- **YOUR TASK**: Search the records below for "innermost"; copy each line that has it.

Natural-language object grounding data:

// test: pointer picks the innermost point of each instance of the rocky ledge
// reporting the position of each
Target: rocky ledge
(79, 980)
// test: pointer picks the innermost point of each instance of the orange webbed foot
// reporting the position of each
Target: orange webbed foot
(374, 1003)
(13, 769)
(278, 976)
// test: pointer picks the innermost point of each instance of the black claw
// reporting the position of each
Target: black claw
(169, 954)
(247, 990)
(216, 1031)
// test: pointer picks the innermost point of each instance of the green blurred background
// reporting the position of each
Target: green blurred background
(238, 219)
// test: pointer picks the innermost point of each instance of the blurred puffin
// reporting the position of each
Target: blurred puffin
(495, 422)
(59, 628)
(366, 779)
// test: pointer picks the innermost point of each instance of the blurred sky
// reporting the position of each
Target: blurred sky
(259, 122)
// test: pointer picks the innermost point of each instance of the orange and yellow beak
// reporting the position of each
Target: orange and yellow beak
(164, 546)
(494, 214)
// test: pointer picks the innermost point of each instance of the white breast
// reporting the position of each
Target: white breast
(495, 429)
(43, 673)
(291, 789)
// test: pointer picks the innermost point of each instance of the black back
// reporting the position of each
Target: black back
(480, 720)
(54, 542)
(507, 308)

* * *

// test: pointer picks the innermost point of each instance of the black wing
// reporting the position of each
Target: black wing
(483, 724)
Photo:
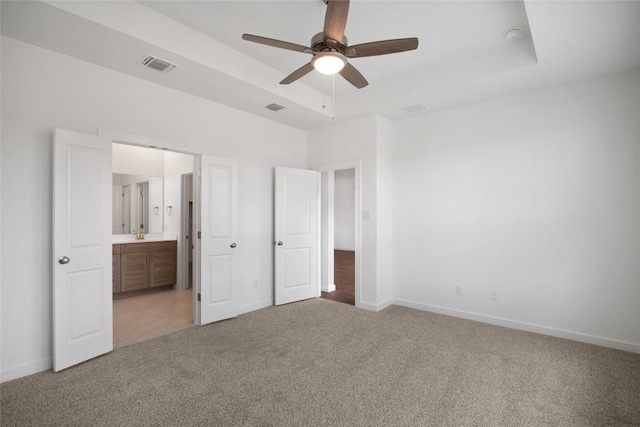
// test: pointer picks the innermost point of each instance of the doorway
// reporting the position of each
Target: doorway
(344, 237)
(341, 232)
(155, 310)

- **ANSWER TO THE EXERCISE**:
// test: pointer picks the innermost point of each instance of the rocky ledge
// test: pointer picks the innermost point of each instance of the orange webbed foot
// test: pointer picks the innermost point of each instance of the black claw
// test: pointer picks the innermost point of each instance of the green blurred background
// test: pointer picks the innermost point of each instance of the blurred puffin
// test: pointer picks the innermost point of each instance of the blurred sky
// test: pointer picks the innermost point of each instance of the orange and yellow beak
// test: pointer picks the innermost point of each instance of the white breast
// test: pointer picks the innermost point of each instance of the black back
// test: pointer picks the innermost point of each instance of the black wing
// test: pointer picks the innermost point of each instance of the doorway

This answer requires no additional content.